◆ **Problem requirements**
Down to the last word, output the records below, skipping any images.

══ Input

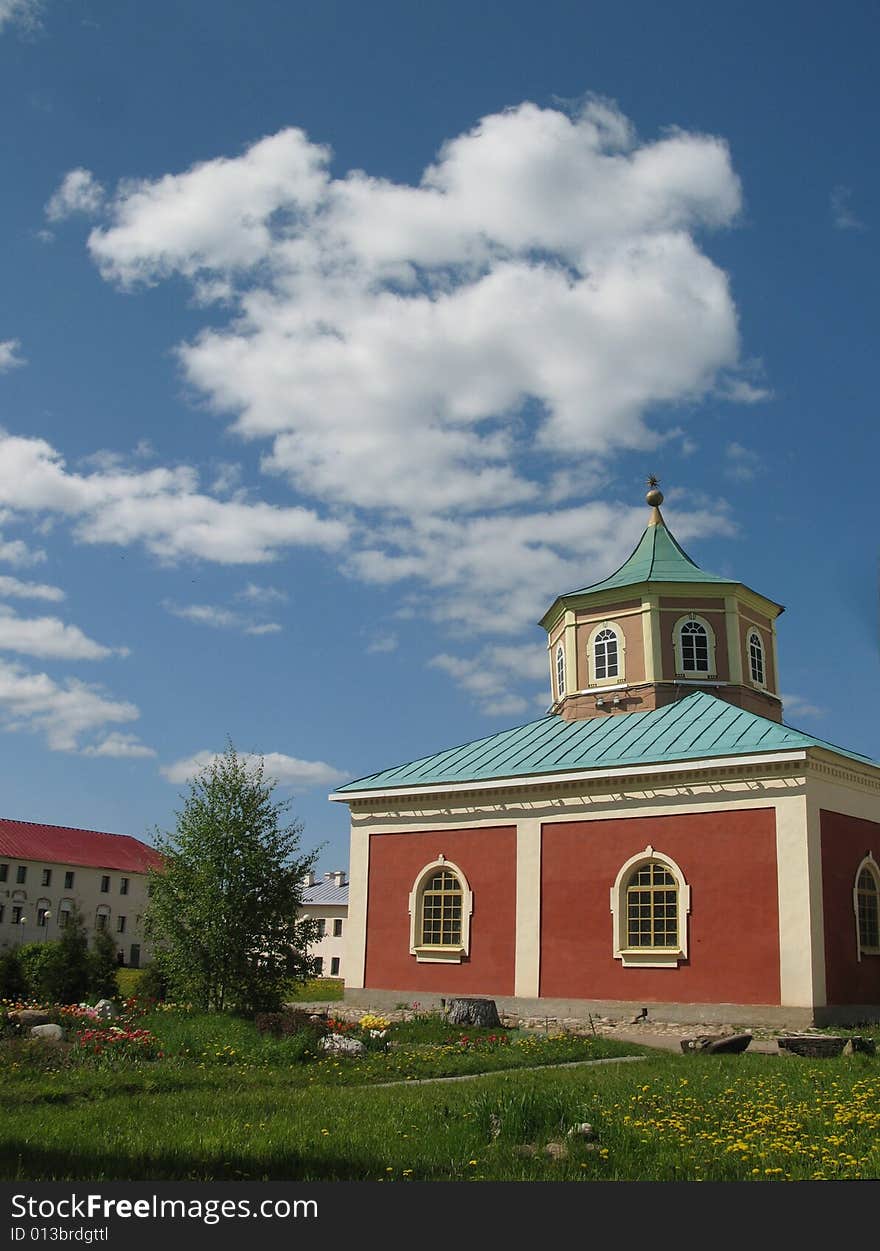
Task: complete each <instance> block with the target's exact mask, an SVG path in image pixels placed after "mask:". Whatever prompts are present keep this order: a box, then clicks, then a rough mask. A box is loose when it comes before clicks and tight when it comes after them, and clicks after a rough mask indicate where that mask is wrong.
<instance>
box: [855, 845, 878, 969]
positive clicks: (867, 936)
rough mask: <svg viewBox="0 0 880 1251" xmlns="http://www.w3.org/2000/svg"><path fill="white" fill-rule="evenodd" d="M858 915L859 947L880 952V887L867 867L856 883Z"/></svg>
mask: <svg viewBox="0 0 880 1251" xmlns="http://www.w3.org/2000/svg"><path fill="white" fill-rule="evenodd" d="M856 914H857V918H859V946H860V947H861V950H862V951H869V952H880V886H879V884H877V879H876V877H875V876H874V873H872V872H871V869H870V868H867V866H865V867H864V868H862V871H861V872H860V873H859V881H857V883H856Z"/></svg>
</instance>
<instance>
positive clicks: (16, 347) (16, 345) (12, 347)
mask: <svg viewBox="0 0 880 1251" xmlns="http://www.w3.org/2000/svg"><path fill="white" fill-rule="evenodd" d="M20 348H21V343H20V340H19V339H4V340H3V342H1V343H0V374H3V373H5V372H6V370H8V369H18V368H19V367H20V365H24V364H26V362H25V359H24V357H23V355H21V354H20Z"/></svg>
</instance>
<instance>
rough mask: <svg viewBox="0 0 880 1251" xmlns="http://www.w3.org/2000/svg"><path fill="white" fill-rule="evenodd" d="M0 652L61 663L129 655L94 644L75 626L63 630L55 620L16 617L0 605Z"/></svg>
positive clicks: (11, 612)
mask: <svg viewBox="0 0 880 1251" xmlns="http://www.w3.org/2000/svg"><path fill="white" fill-rule="evenodd" d="M0 651H3V652H19V653H20V654H23V656H36V657H40V658H44V659H48V658H54V659H64V661H104V659H106V657H109V656H128V654H129V653H128V648H125V647H104V646H103V644H101V643H95V641H94V639H91V638H89V637H88V636H86V634H84V633H83V631H81V629H79V627H78V625H65V623H64V622H63V620H59V618H58V617H31V618H26V617H19V615H18V614H16V613H14V612H13V609H11V608H9V607H6V605H5V604H0Z"/></svg>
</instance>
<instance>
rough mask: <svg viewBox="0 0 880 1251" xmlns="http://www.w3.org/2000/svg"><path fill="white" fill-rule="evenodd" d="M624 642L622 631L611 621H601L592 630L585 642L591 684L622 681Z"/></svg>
mask: <svg viewBox="0 0 880 1251" xmlns="http://www.w3.org/2000/svg"><path fill="white" fill-rule="evenodd" d="M625 651H626V643H625V641H623V633H622V631H621V629H620V627H618V625H616V624H615V623H613V622H601V623H600V624H598V625H596V628H595V629H593V631H592V633H591V636H590V641H588V643H587V659H588V662H590V683H591V686H602V684H605V683H616V682H623V678H625V672H623V668H625V666H623V661H625Z"/></svg>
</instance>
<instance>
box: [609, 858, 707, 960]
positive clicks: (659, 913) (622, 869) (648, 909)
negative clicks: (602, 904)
mask: <svg viewBox="0 0 880 1251" xmlns="http://www.w3.org/2000/svg"><path fill="white" fill-rule="evenodd" d="M690 911H691V888H690V886H688V884H687V883H686V881H685V876H683V873H682V872H681V869H680V868H678V866H677V864H676V862H675V861H673V859H671V858H670V857H668V856H665V854H663V853H662V852H656V851H655V849H653V848H652V847H646V848H645V851H643V852H640V853H638V854H637V856H632V857H631V858H630V859H628V861H627V862H626V864H623V866H622V868H621V871H620V873H618V874H617V878H616V881H615V884H613V886H612V888H611V913H612V919H613V953H615V958H616V960H620V961H621V962H622V965H623V966H625V967H628V966H641V967H643V968H645V967H647V968H667V967H676V966H677V965H678V963H680V962H681V961H682V960H686V958H687V914H688V912H690Z"/></svg>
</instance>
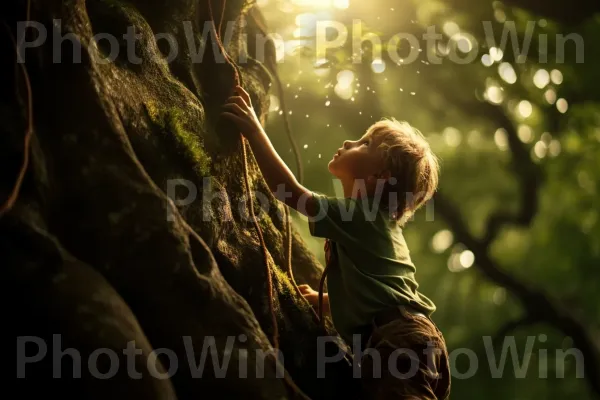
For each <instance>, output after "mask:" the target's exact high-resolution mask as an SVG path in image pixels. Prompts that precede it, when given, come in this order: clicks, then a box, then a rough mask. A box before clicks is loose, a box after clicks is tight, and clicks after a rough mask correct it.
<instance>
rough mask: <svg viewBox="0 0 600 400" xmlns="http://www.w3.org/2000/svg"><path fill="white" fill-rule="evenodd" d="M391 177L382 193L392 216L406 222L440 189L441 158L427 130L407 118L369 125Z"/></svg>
mask: <svg viewBox="0 0 600 400" xmlns="http://www.w3.org/2000/svg"><path fill="white" fill-rule="evenodd" d="M367 134H368V135H370V136H371V137H372V138H373V140H374V141H375V142H376V143H377V144H378V147H377V151H379V152H380V153H381V155H382V157H383V160H384V162H385V166H386V168H387V169H389V170H390V172H391V177H390V179H388V181H387V182H386V183H385V186H384V190H383V193H382V202H383V205H384V207H385V208H386V209H387V210H388V211H389V212H390V213H391V214H390V215H391V217H392V219H394V220H396V221H398V223H400V224H401V225H404V224H405V223H406V221H408V219H410V218H411V217H412V215H413V214H414V213H415V212H416V211H417V210H418V209H419V208H420V207H421V206H422V205H423V204H425V203H426V202H427V201H428V200H429V199H431V197H433V194H434V193H435V191H436V190H437V187H438V175H439V162H438V159H437V157H436V156H435V154H433V152H432V151H431V148H430V146H429V143H428V142H427V140H425V137H424V136H423V134H422V133H421V132H420V131H419V130H418V129H416V128H414V127H412V126H411V125H410V124H409V123H408V122H406V121H398V120H396V119H395V118H390V119H387V118H383V119H381V120H380V121H377V122H375V123H374V124H373V125H371V126H370V127H369V128H368V129H367Z"/></svg>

════

◆ **Solved problem**
Task: complete each <instance> block with the target's exact mask, an SVG path in image pixels placed after "mask:". Whatever prompts are present keep this order: a box, then clicks, then a rough mask. A box is loose when it comes before clicks and tight when it comes after them, and clicks after a rough mask indicate where that mask is wrong.
<instance>
box: [855, 845, 878, 969]
positive clicks: (867, 936)
rough mask: <svg viewBox="0 0 880 1251" xmlns="http://www.w3.org/2000/svg"><path fill="white" fill-rule="evenodd" d="M858 915L859 947L880 952V887L867 867L856 883Z"/></svg>
mask: <svg viewBox="0 0 880 1251" xmlns="http://www.w3.org/2000/svg"><path fill="white" fill-rule="evenodd" d="M856 914H857V918H859V946H860V947H861V950H862V951H869V952H880V886H879V884H877V879H876V877H875V876H874V873H872V872H871V869H870V868H867V866H865V867H864V868H862V871H861V872H860V873H859V881H857V883H856Z"/></svg>
</instance>
<instance>
positive clicks: (16, 347) (16, 345) (12, 347)
mask: <svg viewBox="0 0 880 1251" xmlns="http://www.w3.org/2000/svg"><path fill="white" fill-rule="evenodd" d="M20 348H21V343H20V340H19V339H4V340H3V342H1V343H0V374H3V373H5V372H6V370H8V369H18V368H19V367H20V365H24V364H26V362H25V359H24V357H23V355H21V354H20Z"/></svg>
</instance>
<instance>
rough mask: <svg viewBox="0 0 880 1251" xmlns="http://www.w3.org/2000/svg"><path fill="white" fill-rule="evenodd" d="M0 652L61 663L129 655L94 644L75 626L63 630L55 620L16 617L0 605Z"/></svg>
positive clicks: (11, 612)
mask: <svg viewBox="0 0 880 1251" xmlns="http://www.w3.org/2000/svg"><path fill="white" fill-rule="evenodd" d="M0 651H3V652H19V653H20V654H23V656H36V657H40V658H44V659H48V658H54V659H64V661H104V659H106V657H109V656H128V654H129V653H128V648H125V647H104V646H103V644H101V643H95V641H94V639H91V638H89V637H88V636H86V634H84V633H83V631H81V629H79V627H78V625H65V623H64V622H63V620H59V618H58V617H31V618H26V617H19V615H18V614H16V613H14V612H13V609H11V608H9V607H6V605H5V604H0Z"/></svg>
</instance>
<instance>
rough mask: <svg viewBox="0 0 880 1251" xmlns="http://www.w3.org/2000/svg"><path fill="white" fill-rule="evenodd" d="M624 642L622 631L611 621H601L592 630L585 642L591 684L622 681Z"/></svg>
mask: <svg viewBox="0 0 880 1251" xmlns="http://www.w3.org/2000/svg"><path fill="white" fill-rule="evenodd" d="M625 651H626V643H625V641H623V633H622V631H621V629H620V627H618V625H616V624H615V623H613V622H601V623H600V624H598V625H596V628H595V629H593V631H592V633H591V636H590V641H588V643H587V659H588V662H590V683H591V686H602V684H605V683H616V682H623V678H625V672H623V668H625V666H623V661H625Z"/></svg>
</instance>
<instance>
box: [609, 858, 707, 960]
positive clicks: (659, 913) (622, 869) (648, 909)
negative clicks: (602, 904)
mask: <svg viewBox="0 0 880 1251" xmlns="http://www.w3.org/2000/svg"><path fill="white" fill-rule="evenodd" d="M690 911H691V888H690V886H688V884H687V883H686V881H685V876H683V873H682V872H681V869H680V868H678V866H677V864H676V862H675V861H673V859H671V858H670V857H668V856H665V854H663V853H662V852H656V851H655V849H653V848H652V847H646V848H645V851H643V852H640V853H638V854H637V856H632V857H631V858H630V859H628V861H627V862H626V864H623V866H622V868H621V871H620V873H618V874H617V878H616V881H615V884H613V886H612V888H611V913H612V919H613V953H615V958H616V960H620V961H621V962H622V965H623V966H625V967H628V966H641V967H643V968H645V967H647V968H667V967H676V966H677V965H678V963H680V962H681V961H682V960H686V958H687V914H688V912H690Z"/></svg>
</instance>
For each <instance>, output after "mask:" the target's exact high-resolution mask as an SVG path in image pixels. Prompts that precede it, when given, come in this order: clicks, then a box, then a rough mask. A box before clicks is loose, a box after clicks is tight, and clicks after a rough mask correct it.
<instance>
rough mask: <svg viewBox="0 0 600 400" xmlns="http://www.w3.org/2000/svg"><path fill="white" fill-rule="evenodd" d="M391 177L382 193L392 216L406 222L440 189L441 158L427 130L407 118L369 125Z"/></svg>
mask: <svg viewBox="0 0 600 400" xmlns="http://www.w3.org/2000/svg"><path fill="white" fill-rule="evenodd" d="M367 134H368V135H370V136H371V137H372V138H373V140H374V141H375V142H376V143H377V144H378V147H377V151H379V152H380V153H381V155H382V157H383V160H384V162H385V166H386V168H387V169H389V170H390V172H391V177H390V179H388V181H387V182H386V183H385V186H384V190H383V193H382V202H383V205H384V207H385V208H386V209H387V210H388V211H389V212H390V213H391V214H390V215H391V217H392V219H394V220H396V221H398V223H400V224H401V225H404V224H405V223H406V221H408V219H410V218H411V217H412V215H413V214H414V213H415V212H416V211H417V210H418V209H419V208H420V207H421V206H422V205H423V204H425V203H426V202H427V201H428V200H429V199H431V197H433V194H434V193H435V191H436V190H437V187H438V175H439V162H438V159H437V157H436V156H435V154H433V152H432V151H431V148H430V146H429V143H428V142H427V140H425V137H424V136H423V134H422V133H421V132H420V131H419V130H418V129H416V128H414V127H412V126H411V125H410V124H409V123H408V122H406V121H398V120H396V119H395V118H390V119H387V118H383V119H381V120H380V121H377V122H375V123H374V124H373V125H371V126H370V127H369V128H368V129H367Z"/></svg>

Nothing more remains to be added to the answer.